+++ ENTRIES PROVIDED +++

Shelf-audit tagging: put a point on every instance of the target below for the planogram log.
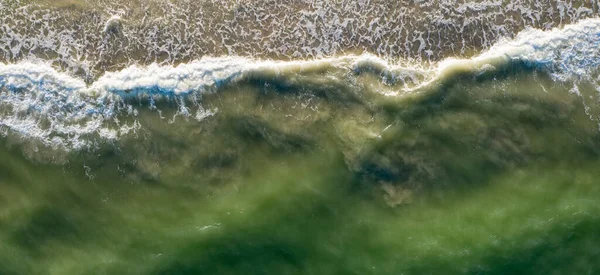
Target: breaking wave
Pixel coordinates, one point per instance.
(63, 111)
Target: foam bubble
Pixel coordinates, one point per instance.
(60, 110)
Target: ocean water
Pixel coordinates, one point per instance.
(299, 137)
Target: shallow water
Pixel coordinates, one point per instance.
(342, 164)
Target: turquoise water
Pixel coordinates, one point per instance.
(334, 164)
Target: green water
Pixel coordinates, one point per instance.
(479, 175)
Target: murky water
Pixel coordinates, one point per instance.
(122, 155)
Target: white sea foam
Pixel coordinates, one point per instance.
(60, 110)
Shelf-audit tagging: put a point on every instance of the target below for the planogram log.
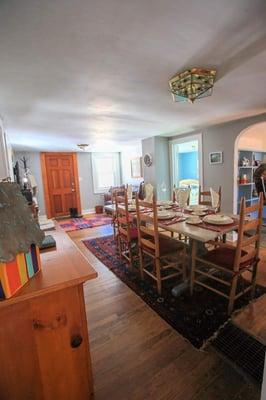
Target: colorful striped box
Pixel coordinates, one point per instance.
(14, 274)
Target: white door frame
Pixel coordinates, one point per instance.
(184, 139)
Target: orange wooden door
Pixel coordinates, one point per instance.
(62, 188)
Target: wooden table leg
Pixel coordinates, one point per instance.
(194, 245)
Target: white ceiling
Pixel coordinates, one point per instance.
(96, 71)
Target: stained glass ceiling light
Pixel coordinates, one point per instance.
(192, 84)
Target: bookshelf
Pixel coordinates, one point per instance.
(248, 189)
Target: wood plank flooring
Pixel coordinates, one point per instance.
(136, 355)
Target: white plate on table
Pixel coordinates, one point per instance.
(218, 219)
(199, 213)
(164, 203)
(193, 220)
(197, 208)
(165, 215)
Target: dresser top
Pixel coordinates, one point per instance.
(61, 268)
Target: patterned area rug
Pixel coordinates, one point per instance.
(196, 318)
(75, 224)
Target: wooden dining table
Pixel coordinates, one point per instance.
(195, 233)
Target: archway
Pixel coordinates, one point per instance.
(252, 138)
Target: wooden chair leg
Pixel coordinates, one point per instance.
(232, 295)
(253, 280)
(119, 246)
(158, 275)
(193, 265)
(130, 255)
(141, 263)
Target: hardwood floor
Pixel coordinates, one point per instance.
(136, 355)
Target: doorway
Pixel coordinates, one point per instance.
(186, 163)
(61, 183)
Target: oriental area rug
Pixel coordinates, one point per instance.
(74, 224)
(197, 318)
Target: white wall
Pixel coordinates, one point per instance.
(6, 169)
(87, 196)
(126, 156)
(254, 138)
(220, 137)
(34, 164)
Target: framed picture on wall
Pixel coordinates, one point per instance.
(216, 157)
(136, 167)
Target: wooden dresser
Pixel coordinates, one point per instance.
(44, 346)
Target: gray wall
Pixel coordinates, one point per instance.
(220, 137)
(88, 198)
(149, 173)
(159, 171)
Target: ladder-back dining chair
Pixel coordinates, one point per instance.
(232, 261)
(161, 257)
(127, 233)
(117, 191)
(181, 196)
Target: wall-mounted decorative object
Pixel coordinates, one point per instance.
(245, 162)
(83, 146)
(20, 237)
(147, 159)
(136, 167)
(216, 157)
(192, 84)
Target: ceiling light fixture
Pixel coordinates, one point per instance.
(82, 146)
(192, 84)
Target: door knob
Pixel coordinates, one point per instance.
(76, 341)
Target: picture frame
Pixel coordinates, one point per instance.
(216, 157)
(136, 167)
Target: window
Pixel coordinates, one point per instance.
(105, 170)
(186, 154)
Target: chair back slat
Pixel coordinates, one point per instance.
(250, 225)
(244, 226)
(251, 209)
(123, 218)
(148, 244)
(205, 198)
(148, 232)
(181, 195)
(249, 241)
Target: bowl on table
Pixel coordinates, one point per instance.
(194, 220)
(164, 214)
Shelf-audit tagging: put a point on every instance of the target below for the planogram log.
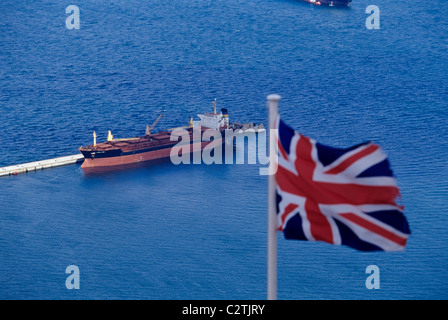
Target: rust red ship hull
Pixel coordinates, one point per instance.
(161, 154)
(135, 150)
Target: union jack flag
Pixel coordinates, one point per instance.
(340, 196)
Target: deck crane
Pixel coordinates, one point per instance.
(150, 128)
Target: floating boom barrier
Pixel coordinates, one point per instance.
(40, 165)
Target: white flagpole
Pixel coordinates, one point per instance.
(272, 210)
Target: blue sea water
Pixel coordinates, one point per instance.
(199, 231)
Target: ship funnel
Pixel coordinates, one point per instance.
(224, 112)
(110, 136)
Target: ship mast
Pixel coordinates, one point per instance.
(150, 128)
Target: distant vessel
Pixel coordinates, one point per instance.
(151, 146)
(331, 3)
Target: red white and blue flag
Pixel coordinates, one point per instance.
(340, 196)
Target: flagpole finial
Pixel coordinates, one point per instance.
(274, 97)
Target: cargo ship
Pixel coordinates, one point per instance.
(151, 146)
(331, 3)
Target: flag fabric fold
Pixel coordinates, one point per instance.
(339, 196)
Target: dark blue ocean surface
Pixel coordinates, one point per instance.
(199, 231)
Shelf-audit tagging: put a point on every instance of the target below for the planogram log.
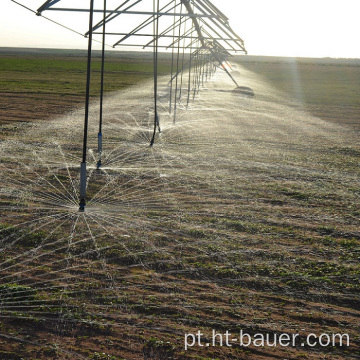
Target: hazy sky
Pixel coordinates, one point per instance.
(310, 28)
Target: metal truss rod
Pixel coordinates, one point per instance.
(107, 17)
(101, 89)
(164, 32)
(156, 115)
(209, 37)
(163, 47)
(46, 5)
(145, 23)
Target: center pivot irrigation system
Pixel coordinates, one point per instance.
(196, 32)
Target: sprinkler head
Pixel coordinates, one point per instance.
(82, 205)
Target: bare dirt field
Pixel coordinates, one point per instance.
(244, 216)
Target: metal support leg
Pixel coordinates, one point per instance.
(87, 105)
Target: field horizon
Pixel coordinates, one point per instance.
(244, 215)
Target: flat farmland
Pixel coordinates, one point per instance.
(243, 216)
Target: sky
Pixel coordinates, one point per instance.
(303, 28)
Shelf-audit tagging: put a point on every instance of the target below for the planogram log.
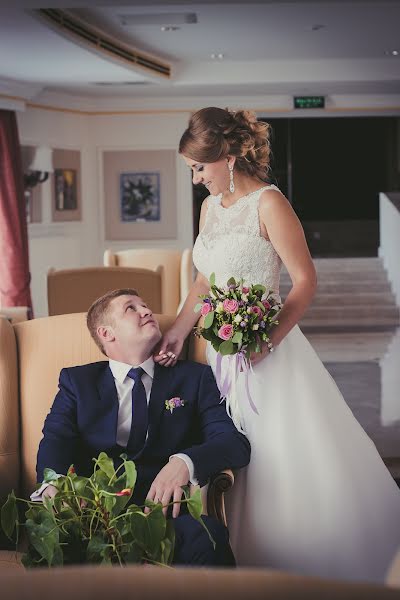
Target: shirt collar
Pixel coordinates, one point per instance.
(120, 370)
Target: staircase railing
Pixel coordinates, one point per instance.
(389, 226)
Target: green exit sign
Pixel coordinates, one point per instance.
(309, 102)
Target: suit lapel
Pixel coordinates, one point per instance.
(162, 382)
(108, 407)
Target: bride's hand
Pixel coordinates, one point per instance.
(168, 349)
(256, 357)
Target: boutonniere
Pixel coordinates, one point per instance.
(174, 403)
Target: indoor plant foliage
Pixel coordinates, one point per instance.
(90, 520)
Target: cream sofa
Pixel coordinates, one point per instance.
(31, 356)
(177, 271)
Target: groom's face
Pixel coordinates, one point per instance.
(132, 323)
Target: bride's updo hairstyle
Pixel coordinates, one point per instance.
(215, 133)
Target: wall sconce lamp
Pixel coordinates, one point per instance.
(40, 167)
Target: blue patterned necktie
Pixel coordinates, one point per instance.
(137, 436)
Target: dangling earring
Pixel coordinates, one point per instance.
(231, 183)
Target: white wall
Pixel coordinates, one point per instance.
(389, 250)
(135, 123)
(75, 244)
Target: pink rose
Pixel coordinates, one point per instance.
(205, 309)
(230, 306)
(225, 332)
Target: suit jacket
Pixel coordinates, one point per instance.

+++

- [EXERCISE OBJECTIVE]:
From the records above, extract the lines from the one holding "Target: ship funnel" through the one holding "Target: hazy sky", word for word; omit the pictures.

- [OUTPUT FOR THIS TASK]:
Target: ship funnel
Pixel coordinates, one point per instance.
(224, 112)
(110, 136)
Target: ship mast
Pixel coordinates, one point per instance.
(150, 128)
Target: distant vessel
Pixel coordinates, one point per instance.
(151, 146)
(331, 3)
Target: red white and blue flag
Pixel coordinates, one point per instance.
(340, 196)
Target: flagpole finial
Pixel coordinates, one point per instance.
(274, 97)
Target: cargo ship
Pixel coordinates, one point per instance.
(151, 146)
(331, 3)
Target: flag fabric fold
Pixel coordinates, one point per instance.
(339, 196)
Target: dark blue ocean surface
Pixel coordinates, one point per instance.
(199, 231)
Shelf-audit tagging: put a point on every instance of the target below for the planogram log.
Target: hazy sky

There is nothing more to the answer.